**Your instructions**
Reproduce, word for word, the portion of the native tree profiles starting with "An understory tree, the" and going on through "suit anyone’s vision.".

Halesia carolina

2006 – Carolina Silverbell

The silverbell is considered to be one of the best native trees for shady sites. It is a low-branching tree best used in shade or woodland gardens where it can reach heights of 30-40 feet with a spread of 20-35 feet. The silverbell prefers moist, well-drained, humus-rich soil.

The Carolina silverbell is another plant that provides year-round interest. In spring, before the leaves emerge, clusters of bell-shaped, white flowers bloom on the previous year’s growth. In fall, the leaves become golden yellow and persist for two to three weeks and, when they drop, unveil the winged seed pods that dangle from the branches. The bark which, on younger trees, is dark with light yellow stripes provides winter interest.

Ilex opaca

2005 – American Holly

The American Holly is a native evergreen tree that can grow to 60 feet. It has plenty to offer throughout the year, but is most spectacular in winter when its dark green leaves and red, berry-like fruits provide wonderful color and contrast to an otherwise leafless landscape. These traits also make the American holly a popular choice for use in holiday decorations. They are dioecious (having separate male and female plants) and only females can produce berries, thus requiring a male plant for pollination. Though toxic to humans, the berries are an important food source for many native wildlife including squirrels, chipmunks, foxes, raccoons, box turtles and several species of songbirds.

An understory tree, the American Holly grows well in shade, but planting it in more sunny locations will allow for denser foliage. These trees can tolerate extreme pruning and can be cut back to suit anyone’s vision.

Asimina triloba

2004 – Common Pawpaw

The pawpaw is one of the more exotic looking trees native to this region. This understory tree was once common across our landscape but years of clearcutting have all but removed it from its natural setting. It is prized for a combination of traits that give it all-season interest. In May, it displays showy, deep reddish-purple flowers that give rise to large, custard-like edible fruits by the end of summer. It is in its full glory in fall as the green leaves change to bright yellow.

Grown in moist, well-drained, fertile soil, the pawpaw spreads to form a grove. It has soft wood and needs protection from the wind, making it an excellent choice as a woodland edge tree. Planting these trees in full sun will enhance their fall color and allow for greater fruit production.

Cercis canadensis

2003 – Eastern Redbud
The eastern redbud is a small, deciduous tree reaching heights of 20 to 30 feet with an equal spread. It is often multi-stemmed and has heart-shaped leaves, but perhaps its most noteworthy attribute is the abundance of pinkish flowers that adorn the branches before the leaves appear in the spring. There are, however, several cultivars that are prized for other attributes including the purple-leaved ‘Forest Pansy’, the variegated ‘Silver Cloud’, and the white-blooming ‘Royal White’.

Able to grow in both sun and shade, redbuds are effective as forest edge trees or front yard specimens. They are somewhat susceptible to insect and disease pests but can be kept healthy with regular watering and fertilization.

**Available data**
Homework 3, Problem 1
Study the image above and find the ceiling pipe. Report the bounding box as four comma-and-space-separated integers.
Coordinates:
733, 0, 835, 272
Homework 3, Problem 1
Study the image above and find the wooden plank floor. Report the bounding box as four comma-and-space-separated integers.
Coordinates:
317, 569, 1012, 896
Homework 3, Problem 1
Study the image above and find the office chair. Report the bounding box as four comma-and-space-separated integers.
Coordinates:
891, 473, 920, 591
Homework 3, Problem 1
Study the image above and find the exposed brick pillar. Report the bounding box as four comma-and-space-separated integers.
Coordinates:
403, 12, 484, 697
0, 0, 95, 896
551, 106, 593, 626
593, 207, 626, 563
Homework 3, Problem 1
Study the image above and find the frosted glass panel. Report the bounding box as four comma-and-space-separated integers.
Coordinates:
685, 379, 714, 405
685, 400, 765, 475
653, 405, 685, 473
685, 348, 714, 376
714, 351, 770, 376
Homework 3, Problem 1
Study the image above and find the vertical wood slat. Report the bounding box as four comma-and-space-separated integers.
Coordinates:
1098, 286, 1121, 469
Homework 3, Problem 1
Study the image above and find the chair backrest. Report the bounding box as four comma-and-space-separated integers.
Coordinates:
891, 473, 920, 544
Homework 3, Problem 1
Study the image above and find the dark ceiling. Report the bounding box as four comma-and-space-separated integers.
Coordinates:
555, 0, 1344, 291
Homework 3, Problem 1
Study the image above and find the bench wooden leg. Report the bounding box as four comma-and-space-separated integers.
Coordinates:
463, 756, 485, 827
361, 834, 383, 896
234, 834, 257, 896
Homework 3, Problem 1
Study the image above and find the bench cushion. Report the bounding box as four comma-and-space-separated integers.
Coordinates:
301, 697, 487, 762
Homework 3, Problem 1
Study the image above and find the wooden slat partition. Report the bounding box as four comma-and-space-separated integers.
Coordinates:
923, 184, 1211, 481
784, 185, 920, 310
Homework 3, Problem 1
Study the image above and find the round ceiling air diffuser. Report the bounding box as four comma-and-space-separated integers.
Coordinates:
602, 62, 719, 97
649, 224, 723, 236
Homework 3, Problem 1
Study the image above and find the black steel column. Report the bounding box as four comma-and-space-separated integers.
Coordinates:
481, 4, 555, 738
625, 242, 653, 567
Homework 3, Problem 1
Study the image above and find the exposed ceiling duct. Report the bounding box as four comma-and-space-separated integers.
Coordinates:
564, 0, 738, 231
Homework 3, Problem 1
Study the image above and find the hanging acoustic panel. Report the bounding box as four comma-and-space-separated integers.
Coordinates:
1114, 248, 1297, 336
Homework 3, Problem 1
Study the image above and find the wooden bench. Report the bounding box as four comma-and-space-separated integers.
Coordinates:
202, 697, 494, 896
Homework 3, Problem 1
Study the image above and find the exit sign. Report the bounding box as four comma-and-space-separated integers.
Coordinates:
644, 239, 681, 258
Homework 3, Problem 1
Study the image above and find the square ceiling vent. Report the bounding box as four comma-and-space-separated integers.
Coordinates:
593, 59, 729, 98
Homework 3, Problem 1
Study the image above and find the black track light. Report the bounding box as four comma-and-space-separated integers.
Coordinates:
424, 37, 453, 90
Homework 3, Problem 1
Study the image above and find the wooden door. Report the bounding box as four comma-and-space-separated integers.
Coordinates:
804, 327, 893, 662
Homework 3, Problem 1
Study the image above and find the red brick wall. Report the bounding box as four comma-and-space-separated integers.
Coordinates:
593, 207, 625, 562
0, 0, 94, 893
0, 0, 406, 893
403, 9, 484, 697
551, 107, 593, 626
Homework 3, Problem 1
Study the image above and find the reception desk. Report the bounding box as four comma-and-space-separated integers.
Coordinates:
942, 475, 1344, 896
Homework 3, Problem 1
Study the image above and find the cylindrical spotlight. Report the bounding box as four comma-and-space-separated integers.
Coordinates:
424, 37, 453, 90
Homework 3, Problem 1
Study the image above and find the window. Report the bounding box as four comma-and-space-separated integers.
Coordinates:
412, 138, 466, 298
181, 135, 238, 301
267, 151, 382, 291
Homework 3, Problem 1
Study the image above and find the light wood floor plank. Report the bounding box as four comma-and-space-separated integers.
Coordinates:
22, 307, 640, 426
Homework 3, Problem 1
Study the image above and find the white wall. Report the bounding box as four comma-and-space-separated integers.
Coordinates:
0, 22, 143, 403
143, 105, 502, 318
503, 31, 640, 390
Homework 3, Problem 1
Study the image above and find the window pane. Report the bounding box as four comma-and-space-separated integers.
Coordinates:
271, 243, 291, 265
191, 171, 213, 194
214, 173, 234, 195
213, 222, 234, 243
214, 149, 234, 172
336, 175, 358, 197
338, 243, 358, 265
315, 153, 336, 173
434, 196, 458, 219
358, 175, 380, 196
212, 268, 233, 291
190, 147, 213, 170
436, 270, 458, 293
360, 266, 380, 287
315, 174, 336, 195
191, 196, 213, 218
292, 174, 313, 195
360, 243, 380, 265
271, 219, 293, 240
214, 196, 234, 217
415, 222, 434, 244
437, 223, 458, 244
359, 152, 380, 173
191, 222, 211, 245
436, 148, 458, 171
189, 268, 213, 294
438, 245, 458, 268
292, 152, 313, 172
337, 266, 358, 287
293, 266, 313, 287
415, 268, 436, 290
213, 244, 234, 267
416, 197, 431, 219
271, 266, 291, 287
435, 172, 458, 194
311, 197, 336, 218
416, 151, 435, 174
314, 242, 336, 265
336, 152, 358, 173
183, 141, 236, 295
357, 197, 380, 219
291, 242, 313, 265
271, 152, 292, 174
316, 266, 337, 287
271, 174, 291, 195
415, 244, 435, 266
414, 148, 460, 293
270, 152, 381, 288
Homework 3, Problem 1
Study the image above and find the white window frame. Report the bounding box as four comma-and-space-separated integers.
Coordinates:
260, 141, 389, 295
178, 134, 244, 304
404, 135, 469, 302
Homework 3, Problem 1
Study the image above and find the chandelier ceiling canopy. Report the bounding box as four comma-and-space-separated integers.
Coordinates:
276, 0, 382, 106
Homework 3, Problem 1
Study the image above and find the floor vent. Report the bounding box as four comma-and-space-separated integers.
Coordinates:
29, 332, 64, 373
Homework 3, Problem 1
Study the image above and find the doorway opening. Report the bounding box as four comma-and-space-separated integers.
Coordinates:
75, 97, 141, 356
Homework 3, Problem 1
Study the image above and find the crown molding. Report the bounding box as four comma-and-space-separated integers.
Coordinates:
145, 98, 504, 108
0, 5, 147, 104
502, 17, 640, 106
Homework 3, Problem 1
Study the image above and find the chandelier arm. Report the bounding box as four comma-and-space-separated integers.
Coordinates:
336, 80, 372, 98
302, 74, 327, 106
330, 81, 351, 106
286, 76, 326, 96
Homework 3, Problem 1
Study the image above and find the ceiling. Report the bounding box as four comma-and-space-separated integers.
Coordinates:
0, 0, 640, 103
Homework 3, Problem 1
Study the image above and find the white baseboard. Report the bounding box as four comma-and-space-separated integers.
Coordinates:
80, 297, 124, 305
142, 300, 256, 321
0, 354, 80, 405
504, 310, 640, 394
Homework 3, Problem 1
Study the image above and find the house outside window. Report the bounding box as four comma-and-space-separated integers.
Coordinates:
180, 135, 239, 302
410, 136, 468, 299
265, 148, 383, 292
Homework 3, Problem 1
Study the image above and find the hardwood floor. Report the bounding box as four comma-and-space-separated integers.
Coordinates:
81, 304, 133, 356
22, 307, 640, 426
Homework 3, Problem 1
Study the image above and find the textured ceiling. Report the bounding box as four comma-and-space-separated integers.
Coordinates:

**Solution below**
An understory tree, the American Holly grows well in shade, but planting it in more sunny locations will allow for denser foliage. These trees can tolerate extreme pruning and can be cut back to suit anyone’s vision.